# [DOCUMENT TEXT]
- - - - -
In Indian philosophy, these qualities are not considered as present in either-or fashion. Rather, everyone and everything has all three, only in different proportions and in different contexts. The living being or substance is viewed as the net result of the joint effect of these three qualities.

According to the Samkya school, no one and nothing is either purely Sattvic, Rajasic or Tamasic. One's nature and behavior is a complex interplay of all guṇas in varying degrees. In some, the conduct is Rajasic with significant influence of Sattvic guṇa; in some it is Rajasic with significant influence of Tamasic guṇa, and so on.

In Bhagavad Gita verse 18.32, the influence of tamas on buddhi is described as where a person "regards wickedness as virtue and virtue as wickedness".

==Sikhism==

The Sikh scripture refers to tamas in its verses:
- "The Fourteenth Day: one who enters into the fourth state, overcomes time, and the three qualities of rajas, tamas, and sattva." (SGGS )
- - - - -
# [SUPPLIED MATERIAL]
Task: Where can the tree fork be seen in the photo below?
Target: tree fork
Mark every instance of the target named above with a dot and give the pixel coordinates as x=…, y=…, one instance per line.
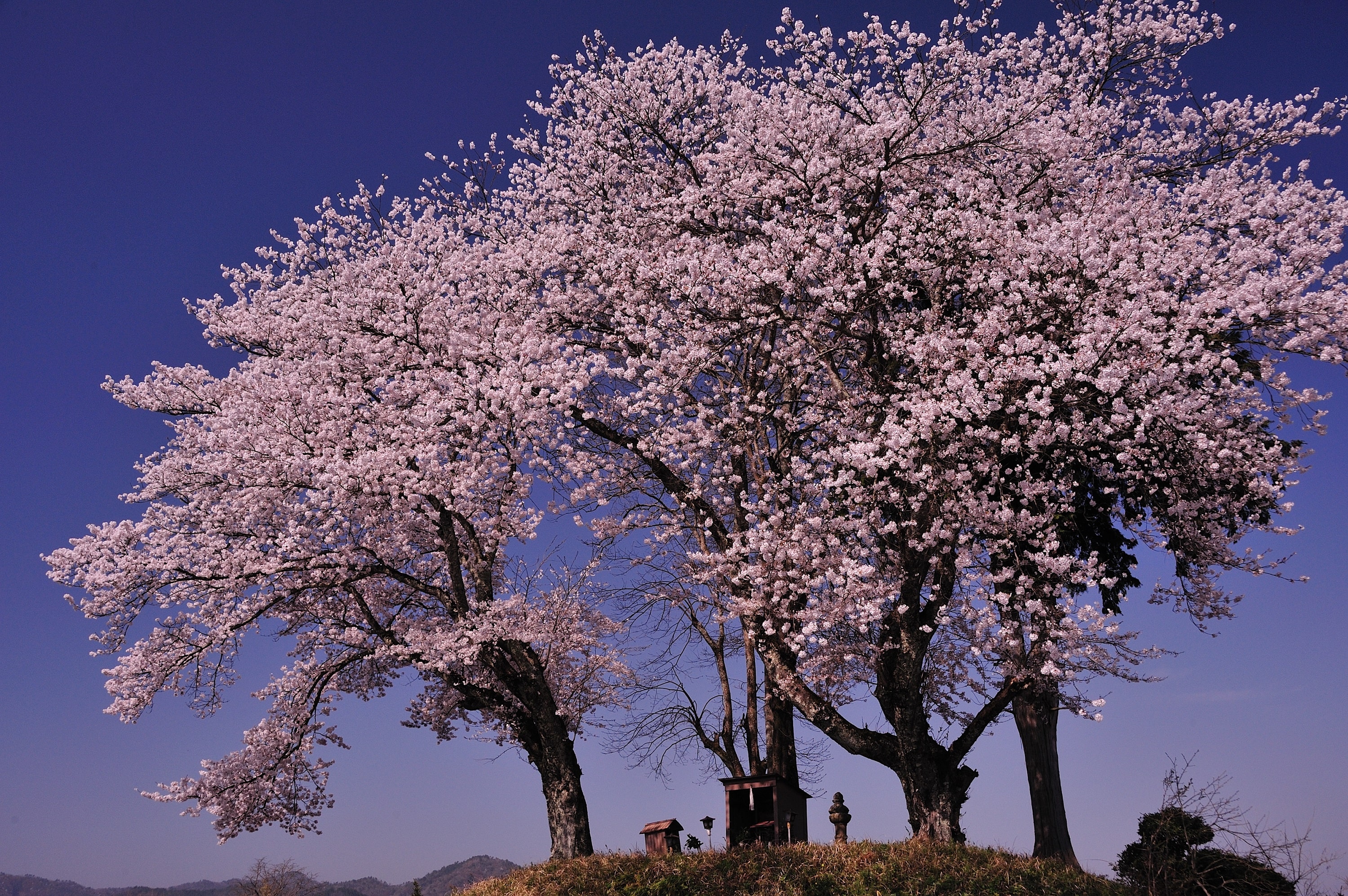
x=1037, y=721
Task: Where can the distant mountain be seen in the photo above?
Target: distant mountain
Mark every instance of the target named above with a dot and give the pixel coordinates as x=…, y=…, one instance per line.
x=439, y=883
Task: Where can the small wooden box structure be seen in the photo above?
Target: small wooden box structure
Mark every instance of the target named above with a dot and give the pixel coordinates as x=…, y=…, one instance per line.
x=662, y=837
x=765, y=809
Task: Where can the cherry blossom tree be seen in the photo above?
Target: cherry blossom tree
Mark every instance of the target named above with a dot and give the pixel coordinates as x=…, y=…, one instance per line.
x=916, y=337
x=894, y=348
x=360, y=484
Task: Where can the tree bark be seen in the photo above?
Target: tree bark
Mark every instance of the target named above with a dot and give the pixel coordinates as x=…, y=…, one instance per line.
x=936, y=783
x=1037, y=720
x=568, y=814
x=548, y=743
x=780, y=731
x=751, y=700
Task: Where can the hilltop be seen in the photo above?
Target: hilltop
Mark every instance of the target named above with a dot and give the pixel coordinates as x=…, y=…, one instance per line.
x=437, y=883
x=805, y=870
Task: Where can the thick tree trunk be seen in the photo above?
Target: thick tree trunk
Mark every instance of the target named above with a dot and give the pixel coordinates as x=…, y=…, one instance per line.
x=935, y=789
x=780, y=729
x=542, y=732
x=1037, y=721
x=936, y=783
- - - - -
# [SHORT PROBLEM 1]
In the text on the three qualities, how does Bhagavad Gita verse 18.32 describe a person whose buddhi is influenced by tamas?
# [SHORT PROBLEM 2]
Give the records from their start up to and including the line with "x=360, y=484" as a numbered list. Skip blank lines and leave the pictures out.

# [PROBLEM SOLUTION 1]
Such a person "regards wickedness as virtue and virtue as wickedness."

# [PROBLEM SOLUTION 2]
1. Task: Where can the tree fork be seen in the photo below?
2. Target: tree fork
3. Mark every instance of the target named above with a dot and give the pixel coordinates as x=…, y=…, one instance per line.
4. x=1037, y=721
5. Task: Where can the distant mountain be seen in the photo above?
6. Target: distant mountain
7. Mark every instance of the target named above with a dot and give the pixel coordinates as x=…, y=…, one instance per line.
8. x=439, y=883
9. Task: Where can the small wooden box structure be seen in the photo above?
10. Target: small wooden box structure
11. Mark every instance of the target named above with a dot and give the pixel coordinates as x=…, y=…, one instance per line.
12. x=662, y=837
13. x=765, y=809
14. Task: Where can the cherry blossom tree be seen in the photo above?
15. Target: cherry blossom tree
16. Mark every instance of the target named above with a dot and give the pixel coordinates as x=…, y=…, one instance per line.
17. x=916, y=337
18. x=894, y=348
19. x=360, y=484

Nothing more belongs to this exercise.